» **INFORMATION PROVIDED**:
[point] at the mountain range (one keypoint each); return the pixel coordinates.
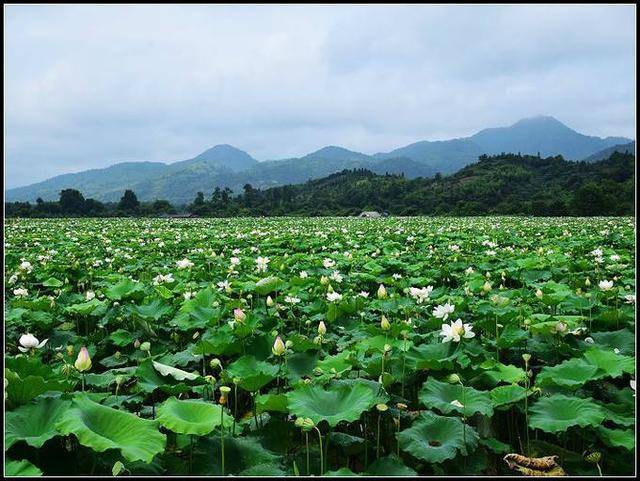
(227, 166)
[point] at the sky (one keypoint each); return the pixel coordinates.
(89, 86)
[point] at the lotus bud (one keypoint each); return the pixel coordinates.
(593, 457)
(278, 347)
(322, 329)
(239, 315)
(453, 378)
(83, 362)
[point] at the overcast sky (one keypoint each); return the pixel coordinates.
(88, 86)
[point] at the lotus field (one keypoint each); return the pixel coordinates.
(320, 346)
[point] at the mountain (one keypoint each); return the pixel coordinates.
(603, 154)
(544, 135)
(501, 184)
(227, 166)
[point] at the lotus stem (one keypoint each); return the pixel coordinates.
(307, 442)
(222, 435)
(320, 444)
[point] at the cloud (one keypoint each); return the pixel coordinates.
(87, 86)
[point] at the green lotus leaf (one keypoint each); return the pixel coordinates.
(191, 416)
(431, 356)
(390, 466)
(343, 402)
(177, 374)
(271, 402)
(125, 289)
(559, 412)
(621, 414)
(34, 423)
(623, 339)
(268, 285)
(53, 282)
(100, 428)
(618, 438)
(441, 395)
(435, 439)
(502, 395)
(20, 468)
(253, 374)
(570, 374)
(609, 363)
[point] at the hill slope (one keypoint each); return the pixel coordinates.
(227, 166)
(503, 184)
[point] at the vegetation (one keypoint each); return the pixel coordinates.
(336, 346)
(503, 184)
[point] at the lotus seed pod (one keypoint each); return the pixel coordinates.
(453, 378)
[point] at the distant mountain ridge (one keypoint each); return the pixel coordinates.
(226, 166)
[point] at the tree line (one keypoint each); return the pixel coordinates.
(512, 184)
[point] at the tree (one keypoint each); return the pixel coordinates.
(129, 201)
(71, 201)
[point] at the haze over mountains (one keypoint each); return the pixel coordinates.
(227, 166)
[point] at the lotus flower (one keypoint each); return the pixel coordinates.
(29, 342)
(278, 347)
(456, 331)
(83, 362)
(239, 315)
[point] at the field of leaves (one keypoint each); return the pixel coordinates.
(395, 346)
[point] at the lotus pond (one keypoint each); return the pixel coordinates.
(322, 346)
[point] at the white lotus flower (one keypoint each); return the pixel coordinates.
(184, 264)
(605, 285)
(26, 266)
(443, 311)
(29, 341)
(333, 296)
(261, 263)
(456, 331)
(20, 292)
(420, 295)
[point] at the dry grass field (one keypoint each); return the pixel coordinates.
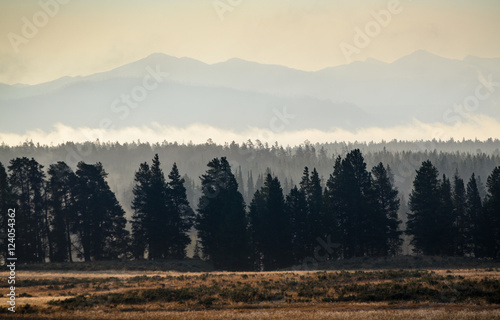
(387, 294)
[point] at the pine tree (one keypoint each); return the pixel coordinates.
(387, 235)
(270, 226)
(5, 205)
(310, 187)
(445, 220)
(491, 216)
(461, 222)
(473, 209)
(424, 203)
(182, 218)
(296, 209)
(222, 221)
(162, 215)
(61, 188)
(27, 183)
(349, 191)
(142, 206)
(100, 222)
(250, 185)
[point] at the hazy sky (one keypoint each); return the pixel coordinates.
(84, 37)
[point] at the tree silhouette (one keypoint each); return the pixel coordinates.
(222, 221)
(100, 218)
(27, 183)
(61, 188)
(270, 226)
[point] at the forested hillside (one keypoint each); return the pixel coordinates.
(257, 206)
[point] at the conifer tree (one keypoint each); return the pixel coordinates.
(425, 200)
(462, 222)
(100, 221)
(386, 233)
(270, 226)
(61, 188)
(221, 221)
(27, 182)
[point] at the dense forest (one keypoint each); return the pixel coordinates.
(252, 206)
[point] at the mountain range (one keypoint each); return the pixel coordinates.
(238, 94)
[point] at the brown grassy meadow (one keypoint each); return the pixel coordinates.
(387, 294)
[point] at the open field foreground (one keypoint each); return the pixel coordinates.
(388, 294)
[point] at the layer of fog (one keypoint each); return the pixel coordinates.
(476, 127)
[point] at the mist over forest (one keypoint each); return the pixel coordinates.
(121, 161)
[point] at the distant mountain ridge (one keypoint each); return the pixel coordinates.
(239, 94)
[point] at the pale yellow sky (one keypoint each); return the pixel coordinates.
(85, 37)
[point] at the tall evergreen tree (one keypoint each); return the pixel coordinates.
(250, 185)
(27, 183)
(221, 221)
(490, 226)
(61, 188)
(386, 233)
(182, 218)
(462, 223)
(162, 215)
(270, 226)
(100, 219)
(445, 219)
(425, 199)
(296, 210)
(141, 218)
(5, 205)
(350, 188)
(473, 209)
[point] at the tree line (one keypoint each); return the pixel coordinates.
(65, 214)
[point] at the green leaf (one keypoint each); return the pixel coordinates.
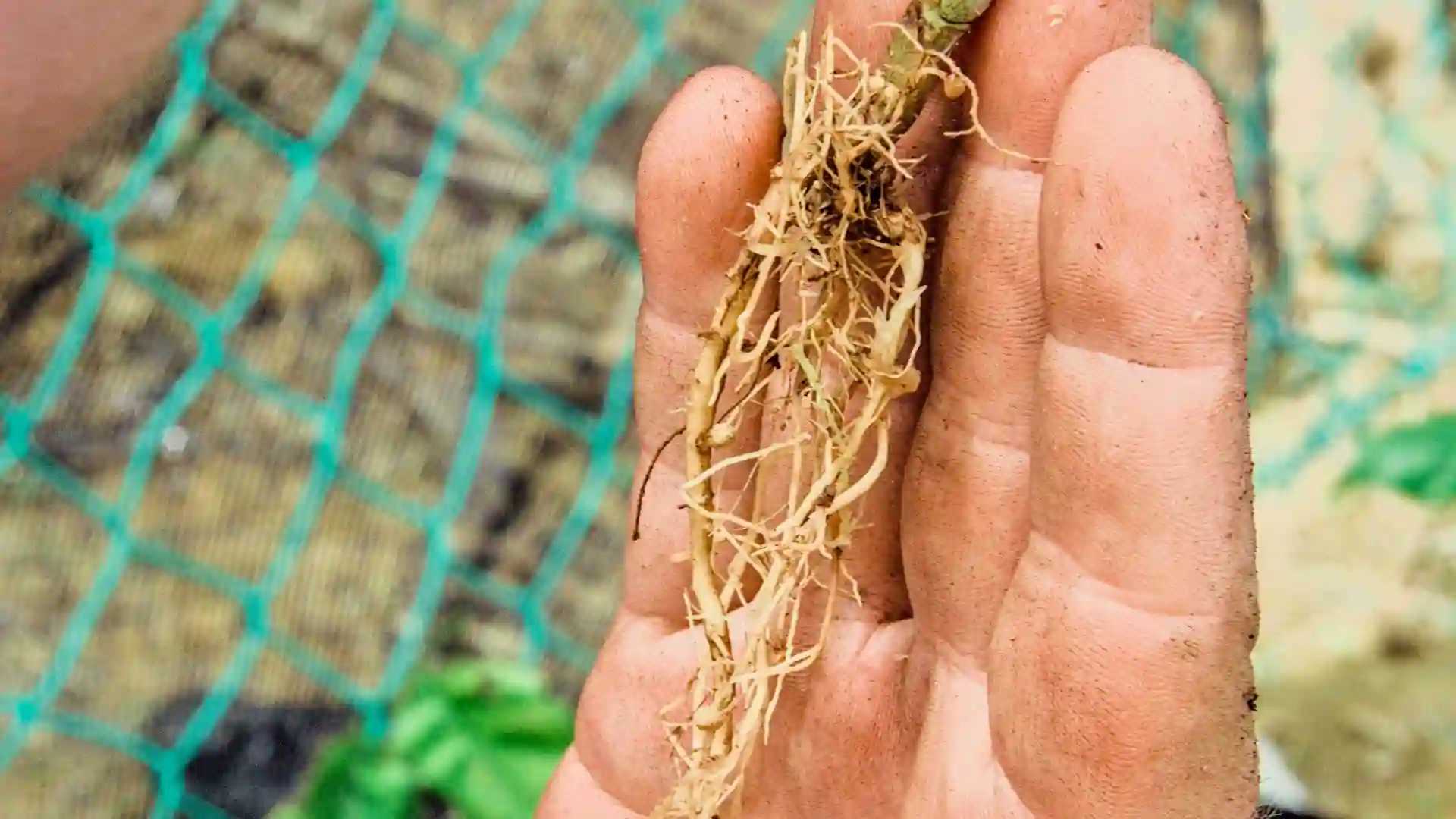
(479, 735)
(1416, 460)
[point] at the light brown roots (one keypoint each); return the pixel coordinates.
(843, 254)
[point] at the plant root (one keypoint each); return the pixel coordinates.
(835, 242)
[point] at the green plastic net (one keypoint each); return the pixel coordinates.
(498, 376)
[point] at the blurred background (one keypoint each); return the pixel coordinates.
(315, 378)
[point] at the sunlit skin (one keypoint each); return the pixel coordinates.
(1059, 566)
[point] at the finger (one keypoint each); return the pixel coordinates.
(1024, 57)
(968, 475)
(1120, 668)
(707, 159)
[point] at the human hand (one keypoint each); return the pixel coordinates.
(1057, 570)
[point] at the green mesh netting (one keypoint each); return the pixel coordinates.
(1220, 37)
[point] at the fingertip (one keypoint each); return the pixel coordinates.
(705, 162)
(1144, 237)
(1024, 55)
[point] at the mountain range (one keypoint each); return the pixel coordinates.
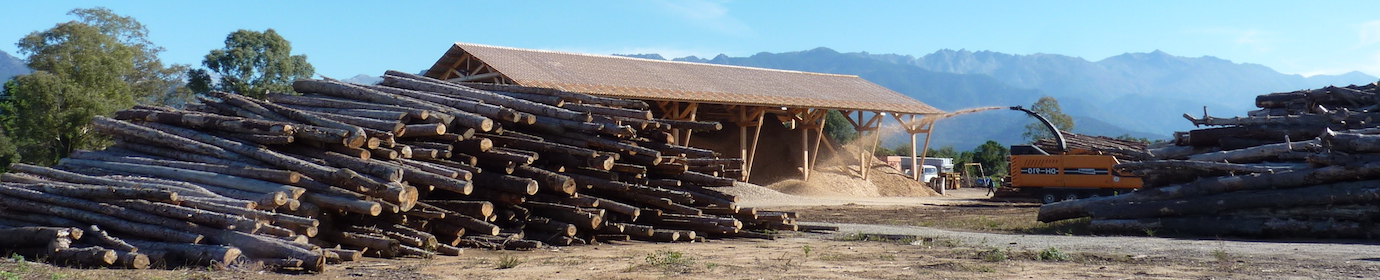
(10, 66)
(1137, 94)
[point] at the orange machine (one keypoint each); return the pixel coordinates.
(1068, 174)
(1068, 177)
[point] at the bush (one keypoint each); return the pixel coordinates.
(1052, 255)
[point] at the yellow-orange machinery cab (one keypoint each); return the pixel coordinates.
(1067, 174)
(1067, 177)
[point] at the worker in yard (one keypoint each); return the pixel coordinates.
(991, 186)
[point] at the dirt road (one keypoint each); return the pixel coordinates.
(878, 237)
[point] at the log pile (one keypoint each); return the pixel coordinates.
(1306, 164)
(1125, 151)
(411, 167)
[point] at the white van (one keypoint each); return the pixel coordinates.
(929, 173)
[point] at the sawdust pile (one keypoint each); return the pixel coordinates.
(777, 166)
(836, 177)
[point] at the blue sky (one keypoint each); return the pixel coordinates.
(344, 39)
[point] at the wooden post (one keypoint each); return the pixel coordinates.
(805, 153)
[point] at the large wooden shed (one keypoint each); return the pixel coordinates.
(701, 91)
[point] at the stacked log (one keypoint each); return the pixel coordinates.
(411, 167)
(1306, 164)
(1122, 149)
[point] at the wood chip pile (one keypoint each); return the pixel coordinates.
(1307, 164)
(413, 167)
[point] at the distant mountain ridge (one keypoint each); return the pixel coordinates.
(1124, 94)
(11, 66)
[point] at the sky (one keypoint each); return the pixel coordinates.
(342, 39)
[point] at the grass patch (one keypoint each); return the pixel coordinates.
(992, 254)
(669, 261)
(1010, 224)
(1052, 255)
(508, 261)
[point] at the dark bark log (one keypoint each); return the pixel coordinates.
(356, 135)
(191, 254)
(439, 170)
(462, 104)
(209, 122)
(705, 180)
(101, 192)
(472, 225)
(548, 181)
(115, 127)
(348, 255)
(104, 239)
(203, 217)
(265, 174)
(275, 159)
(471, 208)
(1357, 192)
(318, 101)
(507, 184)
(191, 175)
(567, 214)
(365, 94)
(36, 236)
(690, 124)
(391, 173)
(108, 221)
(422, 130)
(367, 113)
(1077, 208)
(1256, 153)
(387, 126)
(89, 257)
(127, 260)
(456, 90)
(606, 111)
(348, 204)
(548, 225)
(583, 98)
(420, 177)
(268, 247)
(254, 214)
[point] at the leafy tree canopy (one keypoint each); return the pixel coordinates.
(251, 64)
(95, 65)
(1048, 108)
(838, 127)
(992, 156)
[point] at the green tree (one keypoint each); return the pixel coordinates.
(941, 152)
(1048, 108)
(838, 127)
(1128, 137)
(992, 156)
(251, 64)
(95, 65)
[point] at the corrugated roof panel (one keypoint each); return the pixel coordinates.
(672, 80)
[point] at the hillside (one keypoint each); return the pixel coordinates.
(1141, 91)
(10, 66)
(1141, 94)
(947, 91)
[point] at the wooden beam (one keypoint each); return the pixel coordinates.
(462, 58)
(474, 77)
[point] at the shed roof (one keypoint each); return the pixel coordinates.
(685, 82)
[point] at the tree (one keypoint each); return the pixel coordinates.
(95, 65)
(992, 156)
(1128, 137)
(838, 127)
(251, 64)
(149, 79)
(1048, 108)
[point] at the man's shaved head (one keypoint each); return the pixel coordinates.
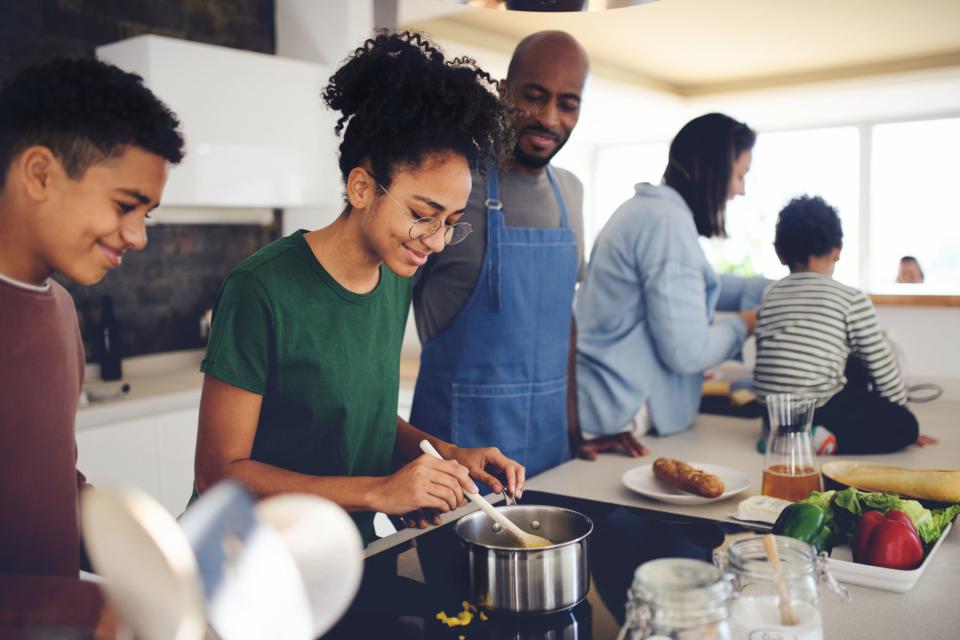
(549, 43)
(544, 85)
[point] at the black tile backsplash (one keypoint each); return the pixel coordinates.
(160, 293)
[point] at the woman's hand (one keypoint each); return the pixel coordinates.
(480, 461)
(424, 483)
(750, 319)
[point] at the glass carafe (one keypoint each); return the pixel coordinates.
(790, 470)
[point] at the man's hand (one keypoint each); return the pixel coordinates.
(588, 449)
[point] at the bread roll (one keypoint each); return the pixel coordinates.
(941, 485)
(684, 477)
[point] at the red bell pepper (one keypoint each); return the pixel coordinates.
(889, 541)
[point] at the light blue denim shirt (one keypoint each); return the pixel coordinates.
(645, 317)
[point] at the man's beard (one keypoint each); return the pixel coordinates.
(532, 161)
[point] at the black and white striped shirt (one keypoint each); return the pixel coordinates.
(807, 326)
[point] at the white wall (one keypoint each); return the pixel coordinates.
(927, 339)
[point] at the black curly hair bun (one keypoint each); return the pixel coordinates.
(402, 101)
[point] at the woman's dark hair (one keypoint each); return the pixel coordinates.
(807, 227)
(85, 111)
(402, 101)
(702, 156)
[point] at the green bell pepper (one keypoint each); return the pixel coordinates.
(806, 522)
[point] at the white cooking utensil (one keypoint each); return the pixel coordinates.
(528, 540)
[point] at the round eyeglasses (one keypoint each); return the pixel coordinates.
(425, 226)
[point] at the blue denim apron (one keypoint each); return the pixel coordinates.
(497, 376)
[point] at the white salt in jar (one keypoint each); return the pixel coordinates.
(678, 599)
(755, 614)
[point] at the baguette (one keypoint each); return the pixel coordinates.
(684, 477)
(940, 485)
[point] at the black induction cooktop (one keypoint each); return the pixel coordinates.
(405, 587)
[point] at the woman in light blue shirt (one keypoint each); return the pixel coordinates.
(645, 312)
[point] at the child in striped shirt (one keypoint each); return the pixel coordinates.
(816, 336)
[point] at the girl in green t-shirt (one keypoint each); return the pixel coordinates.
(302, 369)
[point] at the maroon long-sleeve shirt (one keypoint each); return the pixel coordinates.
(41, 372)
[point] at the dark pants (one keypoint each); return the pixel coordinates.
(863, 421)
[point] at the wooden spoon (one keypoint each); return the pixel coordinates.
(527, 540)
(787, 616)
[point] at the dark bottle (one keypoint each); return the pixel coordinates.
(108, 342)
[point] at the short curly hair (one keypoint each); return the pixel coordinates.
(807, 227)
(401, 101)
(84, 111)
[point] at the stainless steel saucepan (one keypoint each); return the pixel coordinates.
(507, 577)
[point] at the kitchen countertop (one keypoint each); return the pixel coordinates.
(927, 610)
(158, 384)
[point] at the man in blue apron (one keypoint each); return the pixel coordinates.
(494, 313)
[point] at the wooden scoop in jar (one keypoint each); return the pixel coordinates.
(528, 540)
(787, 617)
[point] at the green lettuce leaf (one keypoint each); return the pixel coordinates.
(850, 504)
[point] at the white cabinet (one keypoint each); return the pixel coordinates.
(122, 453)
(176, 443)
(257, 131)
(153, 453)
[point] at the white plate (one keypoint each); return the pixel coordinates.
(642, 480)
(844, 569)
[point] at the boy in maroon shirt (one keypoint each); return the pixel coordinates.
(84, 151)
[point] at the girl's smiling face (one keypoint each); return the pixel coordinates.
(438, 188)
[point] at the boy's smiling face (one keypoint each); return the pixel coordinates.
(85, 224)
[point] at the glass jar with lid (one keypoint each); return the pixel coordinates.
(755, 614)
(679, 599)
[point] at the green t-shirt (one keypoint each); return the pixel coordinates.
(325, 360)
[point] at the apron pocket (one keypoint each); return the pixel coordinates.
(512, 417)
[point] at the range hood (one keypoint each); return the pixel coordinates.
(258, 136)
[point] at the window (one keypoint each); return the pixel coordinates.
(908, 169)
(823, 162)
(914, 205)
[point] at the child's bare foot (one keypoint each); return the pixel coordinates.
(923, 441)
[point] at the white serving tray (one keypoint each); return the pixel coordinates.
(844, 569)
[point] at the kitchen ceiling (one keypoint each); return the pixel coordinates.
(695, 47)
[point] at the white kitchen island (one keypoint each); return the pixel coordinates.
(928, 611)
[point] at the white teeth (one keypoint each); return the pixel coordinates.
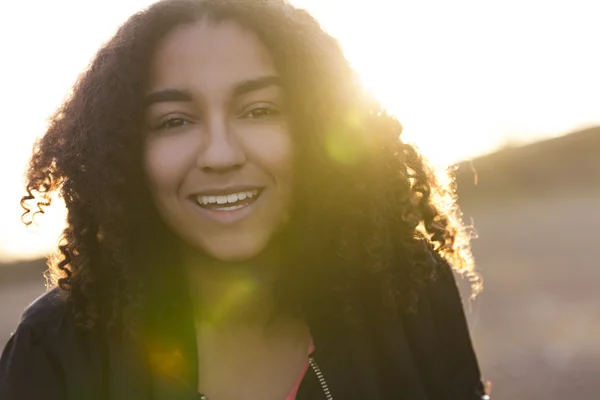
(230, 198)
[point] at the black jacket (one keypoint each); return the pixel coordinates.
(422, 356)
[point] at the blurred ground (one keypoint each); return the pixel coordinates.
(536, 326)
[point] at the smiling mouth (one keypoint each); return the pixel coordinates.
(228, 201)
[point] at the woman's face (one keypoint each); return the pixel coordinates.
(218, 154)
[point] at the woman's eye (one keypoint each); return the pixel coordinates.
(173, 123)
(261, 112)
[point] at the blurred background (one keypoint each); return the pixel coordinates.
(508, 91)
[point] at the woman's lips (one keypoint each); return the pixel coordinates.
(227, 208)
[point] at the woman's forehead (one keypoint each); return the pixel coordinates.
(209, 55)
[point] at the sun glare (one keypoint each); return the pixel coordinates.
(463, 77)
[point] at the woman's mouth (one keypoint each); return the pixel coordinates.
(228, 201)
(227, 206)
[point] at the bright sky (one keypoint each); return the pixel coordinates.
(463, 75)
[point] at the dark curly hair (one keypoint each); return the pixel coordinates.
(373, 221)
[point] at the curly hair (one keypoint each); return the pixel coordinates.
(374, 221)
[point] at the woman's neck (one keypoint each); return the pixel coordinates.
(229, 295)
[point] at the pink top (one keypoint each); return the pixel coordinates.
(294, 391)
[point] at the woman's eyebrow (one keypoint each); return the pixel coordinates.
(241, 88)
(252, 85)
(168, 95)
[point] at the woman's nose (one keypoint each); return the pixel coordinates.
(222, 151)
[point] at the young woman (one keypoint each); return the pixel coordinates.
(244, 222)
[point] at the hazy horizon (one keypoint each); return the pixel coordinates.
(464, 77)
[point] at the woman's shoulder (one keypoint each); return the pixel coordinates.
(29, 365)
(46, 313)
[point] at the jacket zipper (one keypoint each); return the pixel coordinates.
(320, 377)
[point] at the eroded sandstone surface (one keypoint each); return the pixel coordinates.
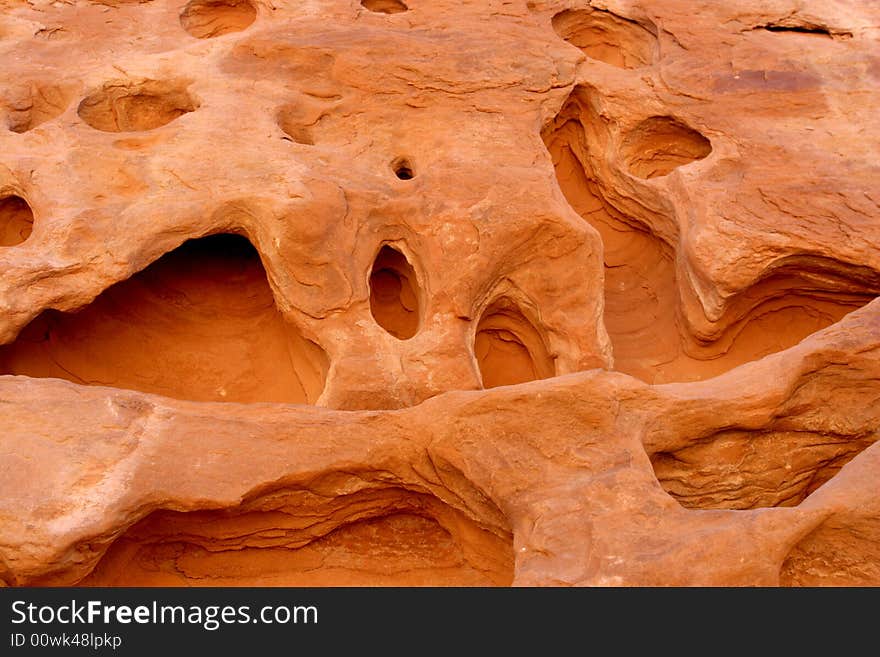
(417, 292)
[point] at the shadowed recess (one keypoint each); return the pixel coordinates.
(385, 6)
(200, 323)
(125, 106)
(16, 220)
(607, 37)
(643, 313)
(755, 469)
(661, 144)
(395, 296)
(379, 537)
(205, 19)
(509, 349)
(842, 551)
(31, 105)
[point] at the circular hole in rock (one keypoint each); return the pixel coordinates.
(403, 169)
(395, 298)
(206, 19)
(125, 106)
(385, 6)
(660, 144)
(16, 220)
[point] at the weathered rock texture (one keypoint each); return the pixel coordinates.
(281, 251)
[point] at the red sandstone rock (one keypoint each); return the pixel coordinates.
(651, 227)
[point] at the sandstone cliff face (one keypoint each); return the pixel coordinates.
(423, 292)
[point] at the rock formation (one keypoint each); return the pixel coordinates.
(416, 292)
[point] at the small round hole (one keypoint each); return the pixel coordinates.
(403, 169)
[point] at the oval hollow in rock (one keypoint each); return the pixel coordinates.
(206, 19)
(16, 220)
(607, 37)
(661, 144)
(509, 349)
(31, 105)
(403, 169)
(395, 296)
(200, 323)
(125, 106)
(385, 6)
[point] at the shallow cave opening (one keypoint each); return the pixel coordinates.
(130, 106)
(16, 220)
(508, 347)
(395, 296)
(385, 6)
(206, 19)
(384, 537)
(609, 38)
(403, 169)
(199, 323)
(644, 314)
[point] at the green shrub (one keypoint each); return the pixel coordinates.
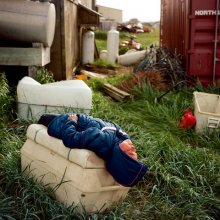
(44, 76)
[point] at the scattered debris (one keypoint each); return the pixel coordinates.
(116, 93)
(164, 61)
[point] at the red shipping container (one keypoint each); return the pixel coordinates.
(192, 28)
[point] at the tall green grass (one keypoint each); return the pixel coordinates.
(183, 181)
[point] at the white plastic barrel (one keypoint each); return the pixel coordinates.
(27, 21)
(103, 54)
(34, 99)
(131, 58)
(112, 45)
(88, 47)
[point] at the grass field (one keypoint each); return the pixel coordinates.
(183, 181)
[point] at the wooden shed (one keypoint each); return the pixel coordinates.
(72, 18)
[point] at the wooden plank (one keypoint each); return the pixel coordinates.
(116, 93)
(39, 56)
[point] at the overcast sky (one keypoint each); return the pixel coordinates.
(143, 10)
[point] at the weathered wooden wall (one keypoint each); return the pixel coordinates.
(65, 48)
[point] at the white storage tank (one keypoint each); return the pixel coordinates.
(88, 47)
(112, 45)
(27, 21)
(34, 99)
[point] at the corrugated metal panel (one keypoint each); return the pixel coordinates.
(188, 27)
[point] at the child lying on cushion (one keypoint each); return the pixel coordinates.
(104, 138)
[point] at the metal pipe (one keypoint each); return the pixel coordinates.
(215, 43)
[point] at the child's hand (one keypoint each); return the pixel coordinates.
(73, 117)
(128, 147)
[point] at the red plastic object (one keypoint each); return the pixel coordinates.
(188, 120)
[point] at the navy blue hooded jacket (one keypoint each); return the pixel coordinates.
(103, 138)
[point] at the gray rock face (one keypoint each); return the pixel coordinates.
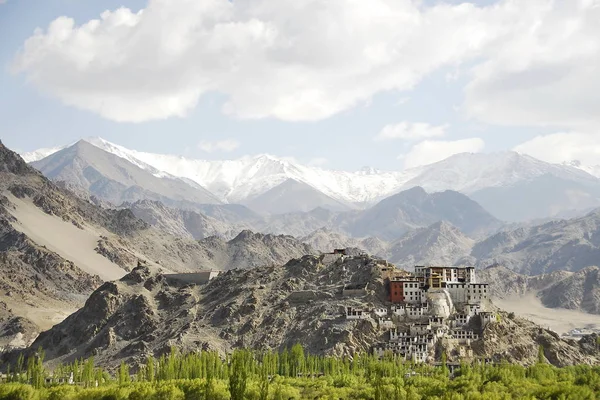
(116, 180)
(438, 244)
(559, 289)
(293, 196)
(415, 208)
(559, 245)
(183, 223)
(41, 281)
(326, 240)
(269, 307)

» **SET PROBLEM**: Output an exact copy of the lines from the one with "[point] at the white storage" through the closing line of the records, inclusive, without any images.

» **WRITTEN ANSWER**:
[point] at the white storage tank (one keypoint each); return the pixel coordinates.
(88, 47)
(112, 45)
(27, 21)
(34, 99)
[point] at the corrugated metal panel (one keypoint each); return the pixel coordinates.
(188, 27)
[point] at the child lying on cushion (one keypoint each); return the pixel coordinates.
(104, 138)
[point] at the metal pipe (one keypoint each); return the pixel coordinates.
(215, 43)
[point] at the child's hand (one keypoint each); return the pixel coordinates.
(73, 117)
(128, 147)
[point] at the red plastic object (one keypoint each); return the pixel coordinates.
(188, 120)
[point] at the navy blue hooded jacket (one keypoint each); return the pixel coordinates.
(103, 138)
[point] at the gray rock face (one keypoint each); return the pixel coordinates.
(116, 180)
(438, 244)
(559, 289)
(293, 196)
(415, 208)
(559, 245)
(183, 223)
(41, 281)
(326, 240)
(269, 307)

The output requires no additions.